**What you will do**: Please return every line in the following data that includes the string "below".

**Dataset**:

^^^^^^^^^^^^^^^^

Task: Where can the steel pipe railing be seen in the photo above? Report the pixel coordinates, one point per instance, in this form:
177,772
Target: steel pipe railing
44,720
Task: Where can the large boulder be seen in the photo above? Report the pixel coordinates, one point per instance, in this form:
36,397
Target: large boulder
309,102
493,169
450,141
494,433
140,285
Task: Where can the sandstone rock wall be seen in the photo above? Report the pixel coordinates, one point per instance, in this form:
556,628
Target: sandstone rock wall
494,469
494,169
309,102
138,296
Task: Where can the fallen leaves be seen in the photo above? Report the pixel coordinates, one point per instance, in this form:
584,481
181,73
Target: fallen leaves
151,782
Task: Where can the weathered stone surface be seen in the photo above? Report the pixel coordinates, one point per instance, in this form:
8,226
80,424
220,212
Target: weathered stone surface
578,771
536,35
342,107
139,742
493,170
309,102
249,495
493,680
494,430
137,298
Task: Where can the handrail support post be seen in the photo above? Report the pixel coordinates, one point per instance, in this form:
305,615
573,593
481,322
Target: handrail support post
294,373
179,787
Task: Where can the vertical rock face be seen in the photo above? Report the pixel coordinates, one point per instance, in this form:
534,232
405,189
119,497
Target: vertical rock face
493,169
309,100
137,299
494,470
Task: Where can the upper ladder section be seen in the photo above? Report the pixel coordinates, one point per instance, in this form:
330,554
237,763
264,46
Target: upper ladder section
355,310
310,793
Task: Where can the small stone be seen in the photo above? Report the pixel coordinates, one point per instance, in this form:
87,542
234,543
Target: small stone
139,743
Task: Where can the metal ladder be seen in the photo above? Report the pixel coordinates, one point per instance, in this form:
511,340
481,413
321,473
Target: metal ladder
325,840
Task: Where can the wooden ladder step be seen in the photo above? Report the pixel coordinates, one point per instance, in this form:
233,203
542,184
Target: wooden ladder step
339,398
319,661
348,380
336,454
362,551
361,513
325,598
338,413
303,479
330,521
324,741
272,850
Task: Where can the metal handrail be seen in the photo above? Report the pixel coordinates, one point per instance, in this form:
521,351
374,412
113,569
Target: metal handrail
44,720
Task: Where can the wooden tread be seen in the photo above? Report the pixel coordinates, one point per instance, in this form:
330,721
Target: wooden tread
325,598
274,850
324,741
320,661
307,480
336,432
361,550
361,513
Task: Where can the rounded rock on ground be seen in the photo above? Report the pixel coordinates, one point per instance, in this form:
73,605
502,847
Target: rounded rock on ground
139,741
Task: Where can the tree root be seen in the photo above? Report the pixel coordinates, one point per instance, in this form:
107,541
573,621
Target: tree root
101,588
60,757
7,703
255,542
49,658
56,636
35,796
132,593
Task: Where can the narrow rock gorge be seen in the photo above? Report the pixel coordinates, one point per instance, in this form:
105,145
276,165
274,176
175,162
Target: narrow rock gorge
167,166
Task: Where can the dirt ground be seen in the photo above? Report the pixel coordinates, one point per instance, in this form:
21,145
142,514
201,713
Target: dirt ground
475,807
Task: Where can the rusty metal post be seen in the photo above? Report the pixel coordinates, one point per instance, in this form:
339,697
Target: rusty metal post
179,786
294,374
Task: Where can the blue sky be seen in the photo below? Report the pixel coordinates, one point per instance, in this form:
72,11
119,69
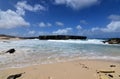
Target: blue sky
91,18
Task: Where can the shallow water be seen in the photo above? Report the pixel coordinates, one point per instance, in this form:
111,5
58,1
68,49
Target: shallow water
49,51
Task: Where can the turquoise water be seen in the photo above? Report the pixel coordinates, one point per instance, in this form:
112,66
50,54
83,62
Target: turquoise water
49,51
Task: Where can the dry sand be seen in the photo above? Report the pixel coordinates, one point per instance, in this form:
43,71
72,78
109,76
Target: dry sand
80,69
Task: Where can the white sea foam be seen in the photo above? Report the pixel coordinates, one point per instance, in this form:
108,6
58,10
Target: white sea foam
49,51
89,41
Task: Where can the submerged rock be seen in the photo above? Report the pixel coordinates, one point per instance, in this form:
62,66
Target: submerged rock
14,76
11,51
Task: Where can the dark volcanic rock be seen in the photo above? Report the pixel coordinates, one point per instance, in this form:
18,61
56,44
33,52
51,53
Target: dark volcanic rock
11,51
61,37
113,41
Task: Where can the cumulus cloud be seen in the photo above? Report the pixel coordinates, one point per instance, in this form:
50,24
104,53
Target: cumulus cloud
78,27
22,6
76,4
42,24
31,32
63,31
83,22
114,26
114,17
10,19
59,23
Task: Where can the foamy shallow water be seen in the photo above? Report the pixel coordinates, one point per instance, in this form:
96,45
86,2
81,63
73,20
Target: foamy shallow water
49,51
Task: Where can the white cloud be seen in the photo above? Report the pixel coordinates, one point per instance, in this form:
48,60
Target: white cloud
63,31
31,32
114,17
83,22
22,6
59,23
42,24
77,4
114,26
10,19
78,27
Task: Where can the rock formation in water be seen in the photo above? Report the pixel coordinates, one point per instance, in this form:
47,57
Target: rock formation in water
113,41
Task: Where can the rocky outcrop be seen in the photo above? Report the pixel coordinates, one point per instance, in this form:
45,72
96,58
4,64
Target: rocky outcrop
113,41
61,37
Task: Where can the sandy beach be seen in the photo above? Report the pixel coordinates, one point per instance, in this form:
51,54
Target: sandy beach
79,69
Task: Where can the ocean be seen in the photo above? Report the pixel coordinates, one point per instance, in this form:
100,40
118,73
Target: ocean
34,51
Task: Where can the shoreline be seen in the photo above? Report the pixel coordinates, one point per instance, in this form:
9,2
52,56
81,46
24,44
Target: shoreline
77,69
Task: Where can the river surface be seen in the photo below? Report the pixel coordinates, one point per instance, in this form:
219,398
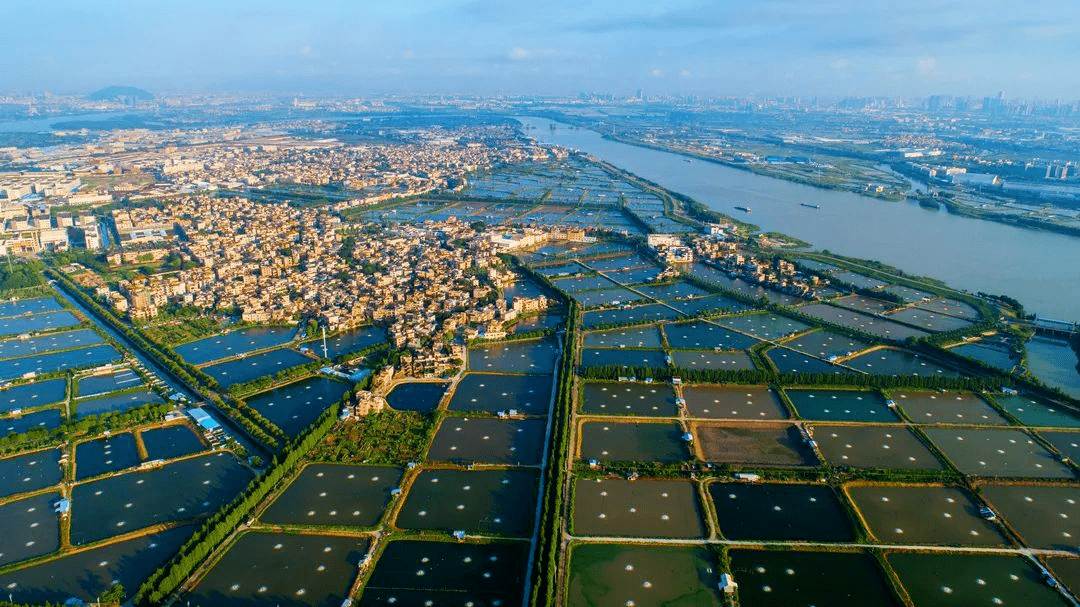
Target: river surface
1040,269
1054,362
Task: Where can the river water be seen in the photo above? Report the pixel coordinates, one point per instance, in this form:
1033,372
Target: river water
1040,269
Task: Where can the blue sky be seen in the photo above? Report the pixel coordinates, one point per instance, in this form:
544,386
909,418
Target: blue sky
554,46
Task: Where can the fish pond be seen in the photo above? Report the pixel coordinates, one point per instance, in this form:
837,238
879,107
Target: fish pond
997,453
483,501
896,363
640,314
42,344
529,394
103,456
606,441
648,509
34,323
266,568
91,356
826,345
86,575
29,472
123,379
171,442
349,342
294,407
326,494
859,321
701,335
626,359
417,395
1045,515
822,579
766,326
234,342
626,575
46,419
634,399
530,356
185,489
634,337
711,360
1033,412
30,395
925,515
972,580
947,407
780,512
733,402
30,528
468,440
112,403
767,444
840,405
874,446
244,369
430,572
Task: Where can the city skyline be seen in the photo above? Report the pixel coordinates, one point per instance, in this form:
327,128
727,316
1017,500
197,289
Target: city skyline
707,49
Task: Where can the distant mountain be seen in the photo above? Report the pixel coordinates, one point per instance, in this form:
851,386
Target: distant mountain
120,94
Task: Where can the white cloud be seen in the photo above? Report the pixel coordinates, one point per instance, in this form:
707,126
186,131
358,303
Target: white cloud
926,66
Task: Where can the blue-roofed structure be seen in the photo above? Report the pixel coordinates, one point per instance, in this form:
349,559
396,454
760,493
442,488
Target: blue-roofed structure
203,419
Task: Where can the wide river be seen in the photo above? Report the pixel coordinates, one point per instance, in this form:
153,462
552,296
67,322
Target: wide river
1040,269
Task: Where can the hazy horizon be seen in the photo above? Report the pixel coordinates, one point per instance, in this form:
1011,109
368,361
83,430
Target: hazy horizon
476,46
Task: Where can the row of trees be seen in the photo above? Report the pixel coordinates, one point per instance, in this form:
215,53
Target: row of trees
761,376
545,572
90,426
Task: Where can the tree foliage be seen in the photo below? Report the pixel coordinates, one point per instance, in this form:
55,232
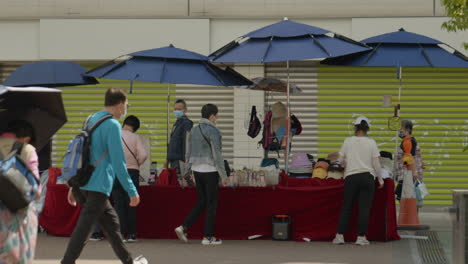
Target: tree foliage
457,11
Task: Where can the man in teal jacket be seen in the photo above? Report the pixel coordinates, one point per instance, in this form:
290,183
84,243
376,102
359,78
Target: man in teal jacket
106,144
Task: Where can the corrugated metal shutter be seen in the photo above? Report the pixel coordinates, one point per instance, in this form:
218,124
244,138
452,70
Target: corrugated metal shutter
223,97
148,102
435,99
8,67
303,105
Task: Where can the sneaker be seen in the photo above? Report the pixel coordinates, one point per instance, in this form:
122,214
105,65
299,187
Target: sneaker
362,241
96,237
339,239
181,234
131,239
140,260
211,241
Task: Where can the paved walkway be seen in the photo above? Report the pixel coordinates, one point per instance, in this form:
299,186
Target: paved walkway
50,249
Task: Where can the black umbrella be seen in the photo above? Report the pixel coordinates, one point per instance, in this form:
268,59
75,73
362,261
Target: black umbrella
42,107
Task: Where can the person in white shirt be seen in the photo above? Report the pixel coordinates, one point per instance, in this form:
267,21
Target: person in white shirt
360,157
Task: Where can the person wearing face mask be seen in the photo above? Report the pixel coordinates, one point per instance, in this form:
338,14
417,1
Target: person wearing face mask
361,158
205,158
178,140
408,157
106,145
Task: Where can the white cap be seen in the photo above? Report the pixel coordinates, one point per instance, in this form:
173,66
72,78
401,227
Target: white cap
361,118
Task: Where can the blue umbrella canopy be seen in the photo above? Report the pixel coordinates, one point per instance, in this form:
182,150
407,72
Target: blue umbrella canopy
286,41
49,74
169,65
404,49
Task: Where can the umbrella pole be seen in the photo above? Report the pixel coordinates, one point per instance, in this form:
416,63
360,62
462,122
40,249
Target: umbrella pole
399,73
288,121
167,114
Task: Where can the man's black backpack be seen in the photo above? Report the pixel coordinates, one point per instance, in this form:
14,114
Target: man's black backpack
254,126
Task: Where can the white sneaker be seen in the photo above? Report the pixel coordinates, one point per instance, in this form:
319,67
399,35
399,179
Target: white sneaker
140,260
362,241
212,241
339,239
180,232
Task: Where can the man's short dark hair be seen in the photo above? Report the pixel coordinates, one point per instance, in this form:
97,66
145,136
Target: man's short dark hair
115,96
21,129
132,121
181,101
208,110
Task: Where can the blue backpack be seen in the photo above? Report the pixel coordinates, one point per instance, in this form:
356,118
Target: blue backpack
18,185
77,168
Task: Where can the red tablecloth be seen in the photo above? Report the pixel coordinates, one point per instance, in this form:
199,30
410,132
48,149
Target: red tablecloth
242,211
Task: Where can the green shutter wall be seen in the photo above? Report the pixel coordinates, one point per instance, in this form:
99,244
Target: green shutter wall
148,102
198,95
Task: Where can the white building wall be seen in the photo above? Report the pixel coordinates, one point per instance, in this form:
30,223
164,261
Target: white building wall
104,39
19,40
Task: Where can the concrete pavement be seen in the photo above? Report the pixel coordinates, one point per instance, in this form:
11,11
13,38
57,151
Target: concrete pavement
50,249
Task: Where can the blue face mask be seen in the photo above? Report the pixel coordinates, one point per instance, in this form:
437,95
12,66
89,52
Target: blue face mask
401,134
178,114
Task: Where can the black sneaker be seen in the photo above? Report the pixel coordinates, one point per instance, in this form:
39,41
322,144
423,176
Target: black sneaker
96,237
131,239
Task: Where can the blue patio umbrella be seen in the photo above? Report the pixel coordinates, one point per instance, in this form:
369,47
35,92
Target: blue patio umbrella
169,65
403,49
286,41
49,74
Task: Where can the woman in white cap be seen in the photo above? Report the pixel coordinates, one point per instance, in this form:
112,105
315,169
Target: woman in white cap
360,157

^^^^^^^^^^^^^^^^

**Solution to this task**:
Task: Where can the blue sky be seen in the photo below? Report the pixel coordinates, one point per instance, in this form:
Task: Where can the river surface be seen in the photo below? Report the pixel coordinates, one point per instance, in this form:
Task: Where can the tree foliage be seen in the photo below? Report the pixel coordinates, one point per instance, in this form:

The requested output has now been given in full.